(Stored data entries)
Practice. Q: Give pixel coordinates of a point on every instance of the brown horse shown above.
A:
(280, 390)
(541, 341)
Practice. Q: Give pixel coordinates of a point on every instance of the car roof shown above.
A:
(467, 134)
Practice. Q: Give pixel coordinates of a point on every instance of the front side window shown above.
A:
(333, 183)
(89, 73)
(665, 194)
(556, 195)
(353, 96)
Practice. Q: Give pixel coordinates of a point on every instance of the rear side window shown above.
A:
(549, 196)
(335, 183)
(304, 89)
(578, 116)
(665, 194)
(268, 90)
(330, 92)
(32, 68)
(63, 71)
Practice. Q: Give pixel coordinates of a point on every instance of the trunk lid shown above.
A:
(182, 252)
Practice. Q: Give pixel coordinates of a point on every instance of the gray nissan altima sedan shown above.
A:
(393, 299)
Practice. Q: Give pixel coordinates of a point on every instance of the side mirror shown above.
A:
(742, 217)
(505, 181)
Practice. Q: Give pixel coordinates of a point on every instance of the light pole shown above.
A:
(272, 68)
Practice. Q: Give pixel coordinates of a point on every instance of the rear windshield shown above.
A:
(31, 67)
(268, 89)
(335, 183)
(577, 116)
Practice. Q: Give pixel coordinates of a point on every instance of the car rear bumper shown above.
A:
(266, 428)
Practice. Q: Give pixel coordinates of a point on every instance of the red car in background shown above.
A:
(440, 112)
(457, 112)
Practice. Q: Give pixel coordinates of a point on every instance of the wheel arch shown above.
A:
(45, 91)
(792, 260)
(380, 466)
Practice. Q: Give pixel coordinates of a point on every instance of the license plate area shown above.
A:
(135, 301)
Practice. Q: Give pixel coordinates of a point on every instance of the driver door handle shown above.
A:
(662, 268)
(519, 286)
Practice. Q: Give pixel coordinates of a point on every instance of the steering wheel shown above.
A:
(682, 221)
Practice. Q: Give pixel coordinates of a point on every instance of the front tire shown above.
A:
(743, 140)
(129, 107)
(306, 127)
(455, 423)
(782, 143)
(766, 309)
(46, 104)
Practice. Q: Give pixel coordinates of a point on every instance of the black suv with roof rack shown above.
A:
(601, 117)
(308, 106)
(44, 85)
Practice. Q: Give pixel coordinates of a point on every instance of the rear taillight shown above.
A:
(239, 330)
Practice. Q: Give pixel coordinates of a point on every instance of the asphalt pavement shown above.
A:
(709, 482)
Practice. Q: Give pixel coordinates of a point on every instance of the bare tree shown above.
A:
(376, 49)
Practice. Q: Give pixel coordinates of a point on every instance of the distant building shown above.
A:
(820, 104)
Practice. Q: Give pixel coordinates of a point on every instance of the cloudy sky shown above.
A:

PROBLEM STATEMENT
Would you please write out the entries again exactly?

EXERCISE ANSWER
Practice. Q: Give pixel coordinates of a point on every instance of the brown horse shown above.
A:
(280, 390)
(541, 341)
Practice. Q: Give pixel coordinates of a point on every instance of the car roof shown above.
A:
(467, 134)
Practice. Q: Give pixel coordinates of a point on every instance of the front side window shown above.
A:
(333, 183)
(89, 73)
(665, 194)
(556, 195)
(353, 96)
Practice. Q: Give pixel coordinates of a point on every instance of the rear side window shown above.
A:
(549, 196)
(335, 183)
(304, 89)
(578, 116)
(665, 194)
(268, 90)
(330, 92)
(32, 68)
(63, 71)
Practice. Q: Give pixel coordinates of a point on every instance of the trunk lid shown above.
A:
(182, 252)
Practice. Q: Give pixel coordinates of a point on every instance of the gray nissan altima sedan shown above.
A:
(393, 299)
Practice. Q: Give pixel coordinates of a point on every instance of the side mirror shown above.
A:
(742, 217)
(505, 181)
Practice. Q: Give pixel coordinates of a point on every instance of the light pole shown above.
A:
(272, 68)
Practice. Q: Give pixel coordinates of a point on every instance of the rear windshield shown above.
A:
(31, 67)
(268, 89)
(335, 183)
(577, 116)
Practice. Q: Give pixel coordinates of a point on every instance of the car rear bumper shown above.
A:
(266, 428)
Practice. Q: Give pixel coordinates of a point on every instance of the red car in background shown above.
A:
(440, 112)
(457, 112)
Practice. Q: Give pixel coordinates of a point on every instance of the wheel arch shown above.
A:
(45, 91)
(792, 260)
(380, 466)
Practice. Q: Give pixel coordinates of a point on every instance of the license plate area shown above.
A:
(135, 301)
Practice. Q: Give pixel coordinates of a point on every instance of the driver door handle shown above.
A:
(662, 268)
(519, 286)
Practice. Q: Give pixel coordinates of a point on every instance of the steering wheel shown above.
A:
(682, 221)
Practice. Q: Give pixel coordinates of a point on every instance of the front tire shown above.
A:
(743, 140)
(129, 107)
(306, 127)
(455, 423)
(782, 143)
(766, 309)
(46, 104)
Practice. Q: Give pixel coordinates of a point on every instance of the black suv with roof rack shown above.
A:
(601, 117)
(308, 106)
(44, 85)
Practice. Q: Give pixel coordinates of a point on every instance of the rear taillight shown above.
A:
(239, 330)
Practice. Q: Give pixel coordinates of a point on every instance of the asphalt pavement shown above.
A:
(709, 482)
Practice. Q: Give pixel coordinates of a point on every instance of the bare tree shown above.
A:
(376, 49)
Practice. Q: Give pixel coordinates of a point on every instance of the distant building shown above.
A:
(820, 104)
Practice. Q: Give pixel coordinates of a point on every instance of the cloudy sky shown above.
A:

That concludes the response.